* _DOCUMENT EXCERPT_:
- - - - -
President, Antioch College
- In office 1936–1947
- Preceded by: Arthur Ernest Morgan
- Succeeded by: Douglas McGregor

Personal details
- Born: April 26, 1897 Solomon, Kansas
- Died: October 20, 1988 (aged 91) Kaiser Permanente, Oakland, California
- Known for: Antioch College shared governance

= Algo Henderson =

Algo Donmyer Henderson (April 26, 1897 – October 20, 1988) was an educator, administrator, and author. He served as the president of Antioch College and is associated with their shared governance model. He was a chief planner of the State University of New York.

==Early life and career==
Algo Donmyer Henderson was born in 1897 in Solomon, Kansas, where his family lived on a farm. He was a second lieutenant in World War I. Henderson worked several jobs to fund his higher education, and attended five colleges. He graduated with University of Kansas law and Harvard University business degrees.

In 1936, he became the president of Antioch College, a Yellow Springs, Ohio, experimental college He had been the executive vice president and acting president from 1934 until then. At 39, he was among the youngest American college presidents. He started a bronze foundry at Antioch to teach students small business management. Henderson is credited for Antioch's shared governance between faculty and administrators.

In the late 1940s, Henderson became the associate director of the commission for creating a state university in New York State, leading to the State University of New York and public community colleges. In 1947, Henderson left Antioch's presidency to serve New York State as the associate education commissioner until 1950. Upon his resignation, he joined the University of Michigan as a professor and began the first U.S. doctoral program for higher education administration.
- - - - -
* _YOUR TASKS_:
1. In the Algo Henderson article, what did Henderson start at Antioch to teach students small business management?
2. Reproduce the Algo Henderson article word for word from "Algo Donmyer Henderson (April" to "University business degrees.".
Use only the Algo Henderson article as your source.

* _RECORD SET_:
- - - - -
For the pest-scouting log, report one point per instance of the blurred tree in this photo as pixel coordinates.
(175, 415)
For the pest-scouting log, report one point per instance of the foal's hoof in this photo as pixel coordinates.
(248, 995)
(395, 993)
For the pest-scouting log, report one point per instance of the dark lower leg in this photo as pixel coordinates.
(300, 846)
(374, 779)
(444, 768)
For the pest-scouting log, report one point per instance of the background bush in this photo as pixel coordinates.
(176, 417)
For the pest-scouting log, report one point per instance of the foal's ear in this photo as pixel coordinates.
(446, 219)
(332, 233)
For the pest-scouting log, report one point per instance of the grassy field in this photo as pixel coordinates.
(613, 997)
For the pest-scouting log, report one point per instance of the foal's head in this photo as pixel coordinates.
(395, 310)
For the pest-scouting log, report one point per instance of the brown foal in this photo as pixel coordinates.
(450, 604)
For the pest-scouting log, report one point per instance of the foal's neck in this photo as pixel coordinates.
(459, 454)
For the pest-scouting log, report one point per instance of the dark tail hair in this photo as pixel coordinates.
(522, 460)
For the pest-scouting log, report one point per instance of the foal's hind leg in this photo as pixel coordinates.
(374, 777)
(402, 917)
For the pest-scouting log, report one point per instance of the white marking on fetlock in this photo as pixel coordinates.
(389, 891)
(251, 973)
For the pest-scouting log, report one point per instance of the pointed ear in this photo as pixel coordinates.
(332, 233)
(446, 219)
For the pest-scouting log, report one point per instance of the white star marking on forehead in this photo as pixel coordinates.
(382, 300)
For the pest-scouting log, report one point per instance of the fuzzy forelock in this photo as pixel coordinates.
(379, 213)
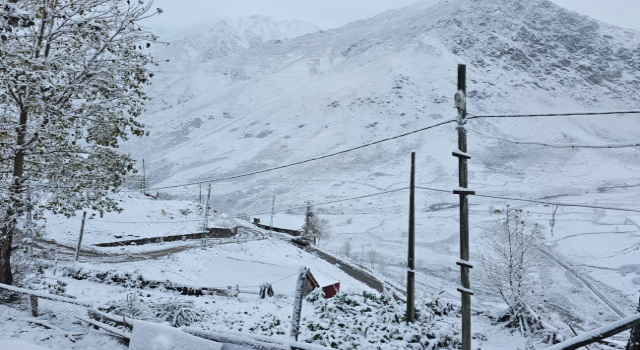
- - - - -
* _NUMBERED RESPONSES_:
1. A bronze foundry.

2.
Algo Donmyer Henderson (April 26, 1897 – October 20, 1988) was an educator, administrator, and author. He served as the president of Antioch College and is associated with their shared governance model. He was a chief planner of the State University of New York.

==Early life and career==
Algo Donmyer Henderson was born in 1897 in Solomon, Kansas, where his family lived on a farm. He was a second lieutenant in World War I. Henderson worked several jobs to fund his higher education, and attended five colleges. He graduated with University of Kansas law and Harvard University business degrees.